TASK DIRECTIONS
In the data below, find the line that contains "target: rock outcrop" and the line that contains "sample | <point>231,158</point>". Copy both, plus every line between them, exactly.

◆ ◆ ◆ ◆ ◆ ◆ ◆

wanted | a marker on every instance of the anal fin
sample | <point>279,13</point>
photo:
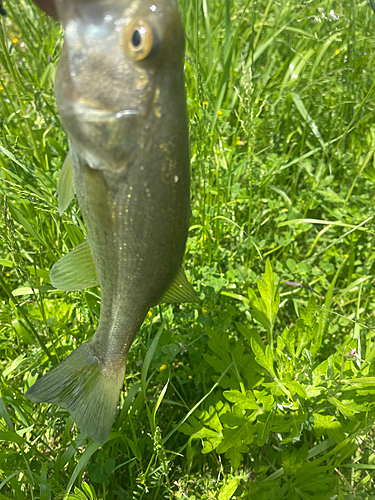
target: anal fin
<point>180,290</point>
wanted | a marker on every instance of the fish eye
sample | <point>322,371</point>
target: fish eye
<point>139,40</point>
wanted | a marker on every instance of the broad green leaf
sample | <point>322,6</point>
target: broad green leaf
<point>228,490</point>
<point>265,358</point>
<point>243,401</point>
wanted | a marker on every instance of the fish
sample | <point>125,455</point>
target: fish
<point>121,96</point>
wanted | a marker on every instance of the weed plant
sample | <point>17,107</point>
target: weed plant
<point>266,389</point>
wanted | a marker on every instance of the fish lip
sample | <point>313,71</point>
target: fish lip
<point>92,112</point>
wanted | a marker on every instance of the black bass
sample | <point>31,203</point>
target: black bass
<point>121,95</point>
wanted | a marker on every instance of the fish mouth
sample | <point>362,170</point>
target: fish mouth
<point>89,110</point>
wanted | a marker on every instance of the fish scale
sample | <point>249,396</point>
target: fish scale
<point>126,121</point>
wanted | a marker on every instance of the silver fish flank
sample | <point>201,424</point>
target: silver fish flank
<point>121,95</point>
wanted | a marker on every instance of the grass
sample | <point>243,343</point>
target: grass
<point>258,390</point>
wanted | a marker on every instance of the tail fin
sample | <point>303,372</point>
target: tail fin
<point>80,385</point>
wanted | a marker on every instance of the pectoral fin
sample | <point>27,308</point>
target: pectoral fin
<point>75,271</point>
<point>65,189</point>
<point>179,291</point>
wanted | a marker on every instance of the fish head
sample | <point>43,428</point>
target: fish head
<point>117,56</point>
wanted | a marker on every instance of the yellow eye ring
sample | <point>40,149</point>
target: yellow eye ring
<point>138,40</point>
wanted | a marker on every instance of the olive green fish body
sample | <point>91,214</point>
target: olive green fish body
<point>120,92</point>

◆ ◆ ◆ ◆ ◆ ◆ ◆

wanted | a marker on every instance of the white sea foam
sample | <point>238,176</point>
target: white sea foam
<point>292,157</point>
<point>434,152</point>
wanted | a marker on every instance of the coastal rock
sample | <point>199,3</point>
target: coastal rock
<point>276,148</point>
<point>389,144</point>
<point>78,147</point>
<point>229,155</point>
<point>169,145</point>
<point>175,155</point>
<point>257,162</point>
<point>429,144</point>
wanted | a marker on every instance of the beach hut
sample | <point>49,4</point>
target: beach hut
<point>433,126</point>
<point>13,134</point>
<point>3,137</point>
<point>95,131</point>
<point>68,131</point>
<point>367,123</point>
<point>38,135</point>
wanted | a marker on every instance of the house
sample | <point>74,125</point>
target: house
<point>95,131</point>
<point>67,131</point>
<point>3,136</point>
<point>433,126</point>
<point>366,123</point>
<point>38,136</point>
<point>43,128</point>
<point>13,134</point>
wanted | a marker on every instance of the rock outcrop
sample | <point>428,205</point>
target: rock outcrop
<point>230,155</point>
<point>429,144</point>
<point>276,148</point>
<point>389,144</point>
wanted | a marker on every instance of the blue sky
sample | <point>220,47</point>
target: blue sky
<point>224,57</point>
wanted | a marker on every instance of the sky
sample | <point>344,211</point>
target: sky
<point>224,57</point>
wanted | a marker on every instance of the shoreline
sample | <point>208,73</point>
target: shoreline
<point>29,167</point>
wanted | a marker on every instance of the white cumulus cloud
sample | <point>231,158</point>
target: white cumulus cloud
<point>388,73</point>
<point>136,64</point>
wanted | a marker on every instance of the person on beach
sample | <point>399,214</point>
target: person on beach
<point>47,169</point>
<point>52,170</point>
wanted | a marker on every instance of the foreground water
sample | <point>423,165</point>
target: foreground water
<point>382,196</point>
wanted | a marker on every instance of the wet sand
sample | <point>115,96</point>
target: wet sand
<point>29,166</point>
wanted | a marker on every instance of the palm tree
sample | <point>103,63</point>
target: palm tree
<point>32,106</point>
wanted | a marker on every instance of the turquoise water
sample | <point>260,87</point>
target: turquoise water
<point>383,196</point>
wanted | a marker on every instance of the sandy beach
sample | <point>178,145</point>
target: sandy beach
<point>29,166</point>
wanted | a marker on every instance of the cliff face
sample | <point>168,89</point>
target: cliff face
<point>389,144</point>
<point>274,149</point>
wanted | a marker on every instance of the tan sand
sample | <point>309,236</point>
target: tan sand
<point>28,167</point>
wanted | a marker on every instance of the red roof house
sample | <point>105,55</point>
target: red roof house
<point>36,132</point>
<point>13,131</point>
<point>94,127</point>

◆ ◆ ◆ ◆ ◆ ◆ ◆

COMPLETED EXERCISE
target: rock outcrop
<point>230,155</point>
<point>429,144</point>
<point>276,148</point>
<point>389,144</point>
wanted | a marker on every instance of the blue sky
sample | <point>220,47</point>
target: blue sky
<point>224,57</point>
wanted | a marker on every instance of the sky
sample | <point>344,211</point>
target: sky
<point>224,57</point>
wanted | a marker on every instance of the shoreline
sample | <point>208,73</point>
target: shoreline
<point>29,167</point>
wanted | a marker on every instance of the white cumulus cloud
sample | <point>231,158</point>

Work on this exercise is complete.